YOUR TASKS —
(A) Answer these questions using the optimization passage below:
(i) At most how many local minimizers does the optimization problem of the form (2.3) have?
(ii) Who proved that this problem has a closed-form solution?
(iii) For which lemma is a simpler proof provided?
(B) List every numbered label in the optimization passage below, including equation numbers, bracketed citation numbers and lemma numbers, giving each only once.
(C) Quote the optimization passage below, starting with "Generally, it is" and going on through "for Lemma 2.2.".

The discussion above shows that the optimization problem of the form (2.3) has at most two local minimizers. The proof is complete. \(\square \)

Generally, it is difficult to find an optimal solution (i.e., a global minimizer) of a nonconvex optimization problem. Xu et al. [22] proved that the optimization problem of the form (2.3) has a closed-form solution and derived its expression. We introduce the following two lemmas to show this. For completeness, we provide a simpler proof for Lemma 2.2.

ENTRIES PROVIDED —

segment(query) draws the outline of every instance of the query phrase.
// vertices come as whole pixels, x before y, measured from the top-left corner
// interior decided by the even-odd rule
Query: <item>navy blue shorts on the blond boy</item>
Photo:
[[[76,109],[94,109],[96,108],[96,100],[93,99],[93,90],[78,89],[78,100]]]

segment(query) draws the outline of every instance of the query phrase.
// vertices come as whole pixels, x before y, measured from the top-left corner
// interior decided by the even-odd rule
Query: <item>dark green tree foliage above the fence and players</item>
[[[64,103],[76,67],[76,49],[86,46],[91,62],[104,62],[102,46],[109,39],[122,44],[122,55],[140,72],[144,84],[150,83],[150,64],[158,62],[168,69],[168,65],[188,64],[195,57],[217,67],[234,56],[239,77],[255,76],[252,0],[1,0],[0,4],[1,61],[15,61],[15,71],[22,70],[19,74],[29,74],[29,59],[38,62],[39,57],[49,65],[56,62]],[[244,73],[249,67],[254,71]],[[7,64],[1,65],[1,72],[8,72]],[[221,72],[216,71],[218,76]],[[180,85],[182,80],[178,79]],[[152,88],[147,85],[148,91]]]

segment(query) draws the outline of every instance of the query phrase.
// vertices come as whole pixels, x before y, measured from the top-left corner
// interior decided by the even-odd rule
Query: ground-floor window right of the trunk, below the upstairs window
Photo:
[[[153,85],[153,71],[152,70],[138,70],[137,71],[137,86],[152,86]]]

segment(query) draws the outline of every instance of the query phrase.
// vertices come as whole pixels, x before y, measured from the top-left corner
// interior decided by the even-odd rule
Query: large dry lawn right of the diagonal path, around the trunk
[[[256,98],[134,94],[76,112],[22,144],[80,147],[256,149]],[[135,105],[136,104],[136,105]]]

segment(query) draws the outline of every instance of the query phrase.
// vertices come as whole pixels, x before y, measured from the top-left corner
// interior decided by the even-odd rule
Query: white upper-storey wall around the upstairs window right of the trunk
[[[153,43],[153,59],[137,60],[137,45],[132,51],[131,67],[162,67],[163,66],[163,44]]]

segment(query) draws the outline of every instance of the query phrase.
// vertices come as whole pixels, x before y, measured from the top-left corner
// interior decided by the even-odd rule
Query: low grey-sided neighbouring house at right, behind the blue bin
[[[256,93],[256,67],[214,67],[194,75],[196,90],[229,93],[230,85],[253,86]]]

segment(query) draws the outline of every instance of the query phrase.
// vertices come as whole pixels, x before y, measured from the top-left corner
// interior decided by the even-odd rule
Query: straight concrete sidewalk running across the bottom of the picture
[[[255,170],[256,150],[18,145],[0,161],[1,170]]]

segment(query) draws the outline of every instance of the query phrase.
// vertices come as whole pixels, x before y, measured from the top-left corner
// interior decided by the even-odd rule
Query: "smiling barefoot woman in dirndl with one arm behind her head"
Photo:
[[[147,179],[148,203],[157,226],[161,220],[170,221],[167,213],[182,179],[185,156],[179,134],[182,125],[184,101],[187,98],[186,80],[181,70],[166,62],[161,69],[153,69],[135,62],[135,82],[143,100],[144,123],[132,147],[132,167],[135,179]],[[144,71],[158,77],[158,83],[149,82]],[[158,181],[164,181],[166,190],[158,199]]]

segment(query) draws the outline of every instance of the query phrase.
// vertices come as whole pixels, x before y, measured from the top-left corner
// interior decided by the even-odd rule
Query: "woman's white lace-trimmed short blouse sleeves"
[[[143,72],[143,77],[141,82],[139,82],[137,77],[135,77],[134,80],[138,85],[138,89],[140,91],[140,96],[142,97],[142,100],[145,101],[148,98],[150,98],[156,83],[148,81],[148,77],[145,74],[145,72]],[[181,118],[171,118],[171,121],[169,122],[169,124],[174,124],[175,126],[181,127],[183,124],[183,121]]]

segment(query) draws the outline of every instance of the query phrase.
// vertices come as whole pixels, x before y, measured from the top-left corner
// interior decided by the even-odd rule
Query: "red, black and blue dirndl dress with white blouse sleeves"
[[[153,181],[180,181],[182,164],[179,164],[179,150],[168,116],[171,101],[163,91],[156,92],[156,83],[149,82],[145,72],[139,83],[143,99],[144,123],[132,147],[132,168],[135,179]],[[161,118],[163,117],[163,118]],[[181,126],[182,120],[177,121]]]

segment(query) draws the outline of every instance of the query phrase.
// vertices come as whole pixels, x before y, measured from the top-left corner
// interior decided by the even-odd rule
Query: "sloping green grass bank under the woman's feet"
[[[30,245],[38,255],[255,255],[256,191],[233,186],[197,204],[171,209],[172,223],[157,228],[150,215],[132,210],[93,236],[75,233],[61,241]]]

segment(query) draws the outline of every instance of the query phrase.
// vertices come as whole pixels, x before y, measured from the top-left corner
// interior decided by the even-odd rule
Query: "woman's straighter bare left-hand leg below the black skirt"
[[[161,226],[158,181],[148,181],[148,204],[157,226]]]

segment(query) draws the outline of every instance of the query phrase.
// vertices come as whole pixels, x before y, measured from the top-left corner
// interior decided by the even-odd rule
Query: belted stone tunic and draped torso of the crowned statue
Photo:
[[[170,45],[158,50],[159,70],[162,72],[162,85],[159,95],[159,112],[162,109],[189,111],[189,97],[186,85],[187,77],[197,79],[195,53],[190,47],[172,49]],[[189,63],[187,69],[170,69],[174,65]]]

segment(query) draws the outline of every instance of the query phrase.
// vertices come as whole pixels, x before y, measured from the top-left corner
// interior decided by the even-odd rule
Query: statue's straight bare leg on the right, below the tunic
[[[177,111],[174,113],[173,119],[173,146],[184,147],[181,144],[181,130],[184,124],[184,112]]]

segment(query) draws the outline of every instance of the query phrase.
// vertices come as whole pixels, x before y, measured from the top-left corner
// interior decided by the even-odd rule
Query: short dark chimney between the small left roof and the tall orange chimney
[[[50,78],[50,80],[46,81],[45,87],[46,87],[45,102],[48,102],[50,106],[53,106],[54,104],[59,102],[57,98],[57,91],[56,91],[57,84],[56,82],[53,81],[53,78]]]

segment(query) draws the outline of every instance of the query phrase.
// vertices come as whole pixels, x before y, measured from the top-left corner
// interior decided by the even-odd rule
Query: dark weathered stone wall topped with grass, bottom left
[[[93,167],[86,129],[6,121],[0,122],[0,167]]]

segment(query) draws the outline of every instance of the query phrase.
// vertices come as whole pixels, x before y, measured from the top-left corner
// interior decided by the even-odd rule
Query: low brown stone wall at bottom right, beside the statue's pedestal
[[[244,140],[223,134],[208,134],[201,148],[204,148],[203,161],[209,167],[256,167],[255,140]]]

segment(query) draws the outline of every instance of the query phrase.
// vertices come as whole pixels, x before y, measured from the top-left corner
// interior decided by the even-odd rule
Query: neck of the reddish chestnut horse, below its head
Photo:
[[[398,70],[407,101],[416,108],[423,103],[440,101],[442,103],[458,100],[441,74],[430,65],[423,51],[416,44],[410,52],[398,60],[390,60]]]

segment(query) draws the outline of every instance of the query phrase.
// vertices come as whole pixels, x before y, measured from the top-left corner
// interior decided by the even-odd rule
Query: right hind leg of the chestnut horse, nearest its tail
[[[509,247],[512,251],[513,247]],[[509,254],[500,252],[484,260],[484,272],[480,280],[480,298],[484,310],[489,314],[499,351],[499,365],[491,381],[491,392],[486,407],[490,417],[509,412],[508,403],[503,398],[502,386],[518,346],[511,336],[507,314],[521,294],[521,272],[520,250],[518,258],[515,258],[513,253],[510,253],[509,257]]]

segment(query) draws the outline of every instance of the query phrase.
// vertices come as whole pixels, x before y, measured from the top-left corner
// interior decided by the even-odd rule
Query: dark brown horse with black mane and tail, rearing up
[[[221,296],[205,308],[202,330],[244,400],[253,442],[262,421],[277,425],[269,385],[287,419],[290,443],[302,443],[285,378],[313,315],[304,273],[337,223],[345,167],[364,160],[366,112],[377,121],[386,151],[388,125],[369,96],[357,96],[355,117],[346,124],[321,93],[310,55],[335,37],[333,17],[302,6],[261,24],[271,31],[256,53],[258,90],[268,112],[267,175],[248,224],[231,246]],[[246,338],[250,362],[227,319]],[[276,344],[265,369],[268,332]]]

ACTIVITY ANSWERS —
(A)
(i) Two.
(ii) Xu et al. [22].
(iii) Lemma 2.2.

(B)
(2.3)
[22]
Lemma 2.2

(C)
Generally, it is difficult to find an optimal solution (i.e., a global minimizer) of a nonconvex optimization problem. Xu et al. [22] proved that the optimization problem of the form (2.3) has a closed-form solution and derived its expression. We introduce the following two lemmas to show this. For completeness, we provide a simpler proof for Lemma 2.2.